● EXERCISE INSTRUCTIONS
Report each line below that contains the string "tree" by copying it in full. Case counts.

● ITEMS
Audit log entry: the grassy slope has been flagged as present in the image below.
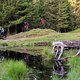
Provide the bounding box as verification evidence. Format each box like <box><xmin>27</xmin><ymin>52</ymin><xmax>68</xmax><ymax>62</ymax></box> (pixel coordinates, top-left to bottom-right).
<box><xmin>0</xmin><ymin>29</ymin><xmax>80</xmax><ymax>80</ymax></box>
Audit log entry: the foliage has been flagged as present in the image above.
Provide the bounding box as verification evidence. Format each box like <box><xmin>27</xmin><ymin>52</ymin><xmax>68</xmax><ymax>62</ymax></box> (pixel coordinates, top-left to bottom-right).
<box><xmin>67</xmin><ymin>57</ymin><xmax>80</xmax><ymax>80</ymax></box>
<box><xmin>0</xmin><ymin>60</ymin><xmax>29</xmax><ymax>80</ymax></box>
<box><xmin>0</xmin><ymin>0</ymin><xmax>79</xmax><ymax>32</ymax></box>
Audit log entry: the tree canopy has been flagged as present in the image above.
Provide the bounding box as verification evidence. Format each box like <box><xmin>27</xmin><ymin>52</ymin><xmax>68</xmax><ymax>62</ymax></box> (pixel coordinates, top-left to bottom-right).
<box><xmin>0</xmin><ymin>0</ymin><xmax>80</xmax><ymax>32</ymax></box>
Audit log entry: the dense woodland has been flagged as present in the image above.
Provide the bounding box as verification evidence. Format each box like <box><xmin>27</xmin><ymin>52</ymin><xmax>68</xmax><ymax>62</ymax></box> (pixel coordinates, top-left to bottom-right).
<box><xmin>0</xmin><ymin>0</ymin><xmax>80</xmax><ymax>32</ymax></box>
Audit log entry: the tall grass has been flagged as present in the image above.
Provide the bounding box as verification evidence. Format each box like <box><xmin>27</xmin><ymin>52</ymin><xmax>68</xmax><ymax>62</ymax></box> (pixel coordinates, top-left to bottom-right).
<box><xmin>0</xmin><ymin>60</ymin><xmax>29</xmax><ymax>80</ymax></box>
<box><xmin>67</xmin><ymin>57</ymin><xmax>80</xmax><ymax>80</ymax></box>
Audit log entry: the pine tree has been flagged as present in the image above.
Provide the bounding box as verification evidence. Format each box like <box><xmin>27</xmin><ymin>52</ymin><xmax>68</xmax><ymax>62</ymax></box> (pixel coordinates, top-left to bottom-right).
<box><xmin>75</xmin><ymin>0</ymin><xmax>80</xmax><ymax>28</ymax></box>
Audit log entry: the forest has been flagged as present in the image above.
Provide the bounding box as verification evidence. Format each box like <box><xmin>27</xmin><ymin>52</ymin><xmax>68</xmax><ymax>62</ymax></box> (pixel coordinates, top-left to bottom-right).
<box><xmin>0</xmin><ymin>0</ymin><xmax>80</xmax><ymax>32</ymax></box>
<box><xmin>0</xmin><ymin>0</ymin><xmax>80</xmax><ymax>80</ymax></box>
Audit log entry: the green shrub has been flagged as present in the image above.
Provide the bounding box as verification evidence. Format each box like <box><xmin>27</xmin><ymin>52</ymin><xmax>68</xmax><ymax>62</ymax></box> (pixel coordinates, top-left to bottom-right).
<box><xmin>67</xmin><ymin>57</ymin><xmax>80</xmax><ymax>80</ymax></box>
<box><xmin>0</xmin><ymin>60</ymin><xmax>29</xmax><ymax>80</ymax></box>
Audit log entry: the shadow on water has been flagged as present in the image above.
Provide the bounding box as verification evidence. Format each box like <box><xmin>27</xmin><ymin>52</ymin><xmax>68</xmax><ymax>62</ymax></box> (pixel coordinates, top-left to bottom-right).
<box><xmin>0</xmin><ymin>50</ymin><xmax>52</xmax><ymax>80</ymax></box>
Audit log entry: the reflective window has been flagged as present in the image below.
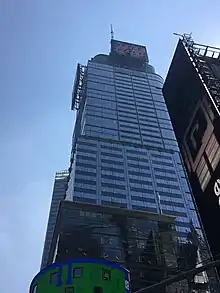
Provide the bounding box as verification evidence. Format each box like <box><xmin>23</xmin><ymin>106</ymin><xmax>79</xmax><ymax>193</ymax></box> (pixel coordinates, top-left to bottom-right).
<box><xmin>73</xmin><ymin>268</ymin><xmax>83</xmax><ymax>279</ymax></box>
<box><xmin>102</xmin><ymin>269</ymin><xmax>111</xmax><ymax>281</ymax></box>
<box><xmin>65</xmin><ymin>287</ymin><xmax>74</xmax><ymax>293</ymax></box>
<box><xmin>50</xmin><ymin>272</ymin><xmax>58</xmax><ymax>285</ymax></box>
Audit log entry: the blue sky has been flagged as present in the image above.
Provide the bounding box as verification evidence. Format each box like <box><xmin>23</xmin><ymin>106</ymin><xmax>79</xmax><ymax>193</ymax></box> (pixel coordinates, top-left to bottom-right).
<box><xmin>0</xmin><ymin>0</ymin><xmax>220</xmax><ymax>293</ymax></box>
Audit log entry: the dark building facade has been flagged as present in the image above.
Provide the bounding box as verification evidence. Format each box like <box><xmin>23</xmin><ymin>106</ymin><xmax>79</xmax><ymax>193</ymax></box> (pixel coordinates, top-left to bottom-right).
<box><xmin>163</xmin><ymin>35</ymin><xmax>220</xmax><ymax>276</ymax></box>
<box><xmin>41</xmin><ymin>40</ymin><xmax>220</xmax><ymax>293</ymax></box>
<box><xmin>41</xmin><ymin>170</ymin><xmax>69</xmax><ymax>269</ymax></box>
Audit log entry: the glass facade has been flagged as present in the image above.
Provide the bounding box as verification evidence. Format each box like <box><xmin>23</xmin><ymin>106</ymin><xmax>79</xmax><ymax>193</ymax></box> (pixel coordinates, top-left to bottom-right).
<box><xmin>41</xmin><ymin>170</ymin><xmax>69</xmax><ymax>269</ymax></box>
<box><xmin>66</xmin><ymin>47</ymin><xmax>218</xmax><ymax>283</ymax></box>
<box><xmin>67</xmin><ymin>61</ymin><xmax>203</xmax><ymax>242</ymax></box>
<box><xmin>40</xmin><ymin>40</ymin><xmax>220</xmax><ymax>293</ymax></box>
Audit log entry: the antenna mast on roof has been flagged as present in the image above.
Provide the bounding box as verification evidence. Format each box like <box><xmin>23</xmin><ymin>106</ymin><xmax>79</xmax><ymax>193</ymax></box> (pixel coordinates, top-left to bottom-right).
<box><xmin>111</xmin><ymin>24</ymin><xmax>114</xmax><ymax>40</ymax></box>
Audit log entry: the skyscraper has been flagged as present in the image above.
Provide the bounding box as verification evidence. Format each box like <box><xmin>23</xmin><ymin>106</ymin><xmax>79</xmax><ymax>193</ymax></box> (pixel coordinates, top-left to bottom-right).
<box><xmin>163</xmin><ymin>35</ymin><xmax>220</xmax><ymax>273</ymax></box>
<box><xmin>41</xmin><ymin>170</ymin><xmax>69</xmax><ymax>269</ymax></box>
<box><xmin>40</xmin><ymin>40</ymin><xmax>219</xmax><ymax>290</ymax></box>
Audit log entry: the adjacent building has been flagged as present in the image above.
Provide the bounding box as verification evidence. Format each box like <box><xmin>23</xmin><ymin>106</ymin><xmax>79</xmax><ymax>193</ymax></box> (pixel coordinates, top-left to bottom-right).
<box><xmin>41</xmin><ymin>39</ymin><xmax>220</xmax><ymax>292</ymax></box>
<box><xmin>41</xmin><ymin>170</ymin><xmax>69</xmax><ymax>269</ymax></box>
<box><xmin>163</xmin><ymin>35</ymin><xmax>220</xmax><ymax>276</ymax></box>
--
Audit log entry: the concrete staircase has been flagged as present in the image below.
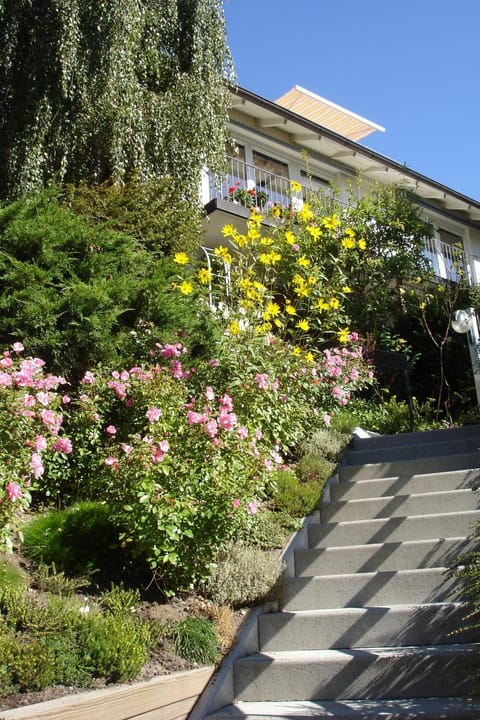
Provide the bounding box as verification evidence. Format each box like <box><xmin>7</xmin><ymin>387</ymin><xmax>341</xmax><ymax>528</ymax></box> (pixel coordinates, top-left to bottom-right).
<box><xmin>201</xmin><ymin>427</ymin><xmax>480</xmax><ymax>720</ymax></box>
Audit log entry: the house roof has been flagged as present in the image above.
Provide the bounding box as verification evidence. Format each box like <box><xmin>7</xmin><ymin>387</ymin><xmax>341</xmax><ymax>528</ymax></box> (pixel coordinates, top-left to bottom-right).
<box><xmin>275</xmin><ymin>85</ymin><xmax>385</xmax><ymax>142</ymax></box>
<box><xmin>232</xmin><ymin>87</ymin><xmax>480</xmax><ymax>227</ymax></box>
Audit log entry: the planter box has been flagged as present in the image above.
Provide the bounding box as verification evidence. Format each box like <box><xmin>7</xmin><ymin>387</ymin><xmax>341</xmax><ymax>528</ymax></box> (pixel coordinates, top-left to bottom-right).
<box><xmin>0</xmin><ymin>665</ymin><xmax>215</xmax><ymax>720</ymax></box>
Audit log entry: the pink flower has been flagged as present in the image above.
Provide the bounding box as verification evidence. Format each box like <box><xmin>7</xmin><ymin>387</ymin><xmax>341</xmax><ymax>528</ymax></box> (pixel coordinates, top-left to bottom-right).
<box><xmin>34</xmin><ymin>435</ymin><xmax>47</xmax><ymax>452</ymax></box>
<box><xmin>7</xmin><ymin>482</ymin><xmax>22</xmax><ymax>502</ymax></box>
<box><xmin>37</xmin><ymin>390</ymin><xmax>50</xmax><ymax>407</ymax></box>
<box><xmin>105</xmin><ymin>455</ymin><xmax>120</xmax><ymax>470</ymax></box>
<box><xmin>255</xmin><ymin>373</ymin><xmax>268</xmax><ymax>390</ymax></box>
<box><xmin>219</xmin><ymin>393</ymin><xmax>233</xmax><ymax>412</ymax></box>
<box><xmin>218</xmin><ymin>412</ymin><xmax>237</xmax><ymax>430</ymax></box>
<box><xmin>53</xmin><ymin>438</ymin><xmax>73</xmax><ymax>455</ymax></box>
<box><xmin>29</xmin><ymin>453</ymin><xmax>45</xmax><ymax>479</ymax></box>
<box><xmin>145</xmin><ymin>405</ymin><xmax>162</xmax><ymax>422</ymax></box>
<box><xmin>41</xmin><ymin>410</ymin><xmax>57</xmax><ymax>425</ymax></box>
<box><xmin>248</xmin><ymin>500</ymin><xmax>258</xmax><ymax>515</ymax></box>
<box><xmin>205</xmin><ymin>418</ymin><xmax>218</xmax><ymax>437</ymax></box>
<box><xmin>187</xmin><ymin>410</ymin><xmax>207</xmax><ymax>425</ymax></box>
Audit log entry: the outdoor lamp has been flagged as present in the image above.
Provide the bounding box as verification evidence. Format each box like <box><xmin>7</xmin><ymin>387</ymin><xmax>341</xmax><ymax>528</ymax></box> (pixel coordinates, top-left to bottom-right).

● TASK RESULT
Audit log entry: the tree canopy has been flagged as present in the image above.
Audit log entry: the pine tree has been flagged as present in the image above.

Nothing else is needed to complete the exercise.